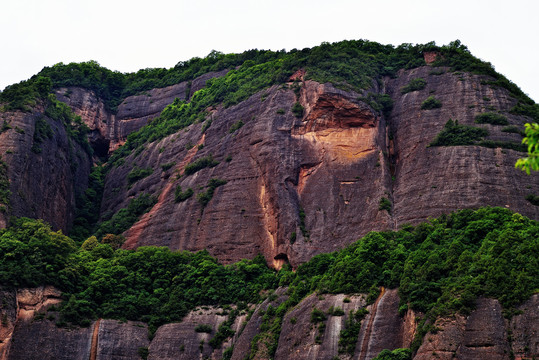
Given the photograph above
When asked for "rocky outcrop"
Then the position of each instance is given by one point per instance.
(297, 187)
(430, 181)
(108, 130)
(484, 334)
(45, 177)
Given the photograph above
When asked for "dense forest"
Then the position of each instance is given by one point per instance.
(440, 268)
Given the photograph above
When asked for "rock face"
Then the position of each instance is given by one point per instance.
(46, 176)
(299, 186)
(108, 130)
(484, 334)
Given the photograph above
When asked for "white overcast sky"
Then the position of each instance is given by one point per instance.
(129, 35)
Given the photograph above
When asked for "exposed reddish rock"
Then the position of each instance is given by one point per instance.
(340, 148)
(430, 56)
(430, 181)
(44, 183)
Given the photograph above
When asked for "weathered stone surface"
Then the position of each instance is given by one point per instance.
(298, 336)
(335, 163)
(118, 341)
(43, 184)
(525, 330)
(110, 130)
(480, 336)
(181, 341)
(43, 340)
(280, 164)
(430, 181)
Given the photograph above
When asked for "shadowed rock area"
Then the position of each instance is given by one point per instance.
(482, 335)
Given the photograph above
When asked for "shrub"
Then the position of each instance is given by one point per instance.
(317, 316)
(167, 166)
(414, 85)
(236, 126)
(124, 218)
(385, 204)
(454, 134)
(203, 328)
(431, 103)
(205, 197)
(199, 164)
(491, 118)
(514, 129)
(503, 144)
(533, 199)
(137, 174)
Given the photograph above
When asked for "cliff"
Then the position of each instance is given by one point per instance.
(46, 167)
(484, 334)
(299, 164)
(278, 165)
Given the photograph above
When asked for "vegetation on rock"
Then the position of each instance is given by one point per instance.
(440, 267)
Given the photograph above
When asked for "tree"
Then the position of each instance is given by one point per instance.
(532, 140)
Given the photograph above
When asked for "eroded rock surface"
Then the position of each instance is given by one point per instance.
(483, 335)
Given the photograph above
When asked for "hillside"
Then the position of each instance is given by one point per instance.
(280, 158)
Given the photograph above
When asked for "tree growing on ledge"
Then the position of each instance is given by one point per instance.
(532, 140)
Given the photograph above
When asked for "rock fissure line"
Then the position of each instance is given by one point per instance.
(134, 233)
(368, 329)
(95, 339)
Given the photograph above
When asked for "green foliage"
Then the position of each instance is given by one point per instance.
(206, 125)
(385, 204)
(124, 218)
(431, 103)
(352, 326)
(491, 118)
(317, 316)
(236, 126)
(293, 237)
(379, 102)
(514, 129)
(88, 205)
(31, 254)
(181, 196)
(137, 174)
(336, 311)
(503, 144)
(454, 134)
(203, 328)
(526, 108)
(225, 330)
(42, 131)
(533, 199)
(199, 164)
(414, 85)
(532, 140)
(297, 110)
(75, 128)
(24, 95)
(5, 127)
(397, 354)
(143, 352)
(205, 197)
(167, 166)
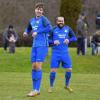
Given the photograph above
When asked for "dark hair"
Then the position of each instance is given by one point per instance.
(10, 26)
(39, 5)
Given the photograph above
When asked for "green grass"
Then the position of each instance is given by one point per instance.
(15, 86)
(15, 77)
(20, 62)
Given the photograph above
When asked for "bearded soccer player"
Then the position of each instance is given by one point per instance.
(39, 26)
(62, 35)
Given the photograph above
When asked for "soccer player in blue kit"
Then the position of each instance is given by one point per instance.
(62, 35)
(39, 26)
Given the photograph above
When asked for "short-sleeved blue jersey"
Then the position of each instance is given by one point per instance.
(42, 26)
(61, 34)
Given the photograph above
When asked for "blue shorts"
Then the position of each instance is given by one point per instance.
(62, 58)
(38, 54)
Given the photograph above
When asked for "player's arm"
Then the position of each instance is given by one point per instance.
(47, 26)
(72, 37)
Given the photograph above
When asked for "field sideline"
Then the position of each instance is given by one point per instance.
(15, 77)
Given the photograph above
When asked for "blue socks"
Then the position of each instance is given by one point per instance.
(67, 78)
(36, 79)
(52, 78)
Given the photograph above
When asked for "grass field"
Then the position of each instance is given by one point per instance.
(15, 77)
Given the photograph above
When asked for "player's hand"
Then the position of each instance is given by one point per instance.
(34, 34)
(56, 42)
(25, 34)
(66, 41)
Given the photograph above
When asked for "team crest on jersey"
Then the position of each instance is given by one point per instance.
(66, 31)
(37, 22)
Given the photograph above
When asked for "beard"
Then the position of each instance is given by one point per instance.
(60, 25)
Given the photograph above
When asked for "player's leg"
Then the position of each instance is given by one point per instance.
(54, 65)
(67, 79)
(33, 60)
(41, 53)
(66, 63)
(52, 78)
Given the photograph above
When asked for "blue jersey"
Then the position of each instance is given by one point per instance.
(42, 26)
(61, 34)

**Directions for this task**
Quote the data above in full and without alteration; skip the pictures.

**Answer to this problem**
Given the photograph above
When asked for "rocky outcrop"
Then the position of each instance is given by one point per instance.
(297, 187)
(430, 181)
(108, 130)
(484, 334)
(45, 177)
Given the photograph above
When asked for "dense forest"
Then the position of each instance is given by one point per instance.
(440, 268)
Given the photograph above
When asked for "rock face"
Then the position of each instance is given by one point per instance.
(46, 176)
(299, 186)
(108, 130)
(484, 334)
Given the photograph above
When asked for "white overcast sky"
Then the position of each instance is given by one point per instance.
(129, 35)
Given the photograph above
When asked for "exposed reddish rock"
Then the position of each instance is given by one point per instance.
(340, 148)
(430, 56)
(430, 181)
(44, 183)
Given the photograph above
When asked for "weathered stone surface"
Then the position of each instance is given by one point per instance.
(298, 336)
(335, 163)
(118, 341)
(43, 184)
(525, 330)
(110, 130)
(480, 336)
(181, 341)
(43, 340)
(280, 164)
(430, 181)
Given the photograph above
When asked for "shadowed rock area"
Then the position of each instance is given by one point per instance.
(482, 335)
Given the photograph above
When asked for "shrub"
Then the position of each instance is given by one point per instance.
(317, 316)
(167, 166)
(414, 85)
(236, 126)
(124, 218)
(385, 204)
(454, 134)
(203, 328)
(431, 103)
(205, 197)
(199, 164)
(491, 118)
(514, 129)
(503, 144)
(533, 199)
(137, 174)
Given the photograph above
When asked for "cliff"
Then the position of each instance is given by one point per instance.
(46, 167)
(484, 334)
(299, 164)
(278, 165)
Given the photograph above
When asked for "vegetation on rock"
Then the position of each instance is given by one point per instance.
(440, 267)
Given the photograph above
When asked for "tree"
Then the position of each instance is given by one point per instance.
(532, 140)
Given the photograph above
When asked for "eroded rock surface"
Then the position of each instance is given by one point per instance.
(483, 335)
Given the photograph above
When asked for "hillside"
Then the position of each instance is given by one point per instance.
(280, 158)
Given the photograph above
When asked for "tree growing on ledge"
Then the position of each instance is given by one point per instance.
(532, 140)
Given the photograph above
When asked for "rock fissure line"
Then the position of each instance is given by one point per instance.
(134, 233)
(368, 329)
(95, 339)
Given the photograph above
When asked for "green foliage"
Then the position of each instance is given by one point per instance.
(206, 125)
(385, 204)
(124, 218)
(431, 103)
(352, 326)
(491, 118)
(317, 316)
(236, 126)
(293, 237)
(379, 102)
(514, 129)
(88, 205)
(31, 254)
(181, 196)
(137, 174)
(336, 311)
(503, 144)
(454, 134)
(203, 328)
(526, 108)
(225, 330)
(42, 131)
(533, 199)
(199, 164)
(414, 85)
(532, 140)
(297, 110)
(75, 128)
(24, 95)
(5, 127)
(397, 354)
(143, 352)
(205, 197)
(167, 166)
Given the photograph above
When asked for "dark hair"
Then the position of each instance is given by one point per instance.
(10, 26)
(39, 5)
Given the photograph above
When asked for "green grass"
Then the position of each instance is given by one point per instance.
(15, 86)
(15, 77)
(20, 62)
Given the photograph above
When asked for "bearded soccer player"
Then the position of each instance is given by one point per instance.
(39, 26)
(62, 35)
Given the photograph above
When asked for "soccer player in blue kit"
Then the position of each instance is given by one point per instance.
(62, 35)
(39, 26)
Given the photograph above
When asked for "short-sleeved blue jersey"
Then the position of each instance is given by one point per instance.
(42, 26)
(61, 34)
Given the photograph above
When asked for "blue shorts"
Then the position of each instance is given by one point per instance.
(62, 58)
(38, 54)
Given the photograph above
When asked for "player's arm"
Then the position of each instance is given by one point per instance.
(47, 26)
(72, 37)
Given the photograph above
When asked for "field sideline"
Then the position of each instance is given by one point per instance.
(15, 77)
Given the photograph above
When asked for "blue socks"
Then the position of each instance is given by one point per instance.
(67, 78)
(36, 79)
(52, 78)
Given the photograph above
When asked for "grass field"
Then the position of each instance is given by one point per instance.
(15, 77)
Given the photograph above
When asked for "player's hand"
Then the position of each instance is given by one point per instance.
(34, 34)
(56, 42)
(25, 34)
(66, 41)
Given the photograph above
When asked for "team crest on jersey"
Then the position of each instance is given by one point per instance.
(66, 31)
(37, 22)
Given the photograph above
When asked for "beard"
Then the position of each instance is given by one point per instance.
(60, 25)
Given the photograph above
When asked for "player's leg"
Then the position of each instance is given by one point per instance.
(54, 65)
(67, 79)
(33, 60)
(41, 53)
(66, 63)
(52, 78)
Given the photograph above
When asked for "blue jersey"
Then the position of each instance is given by one point per instance.
(42, 26)
(61, 34)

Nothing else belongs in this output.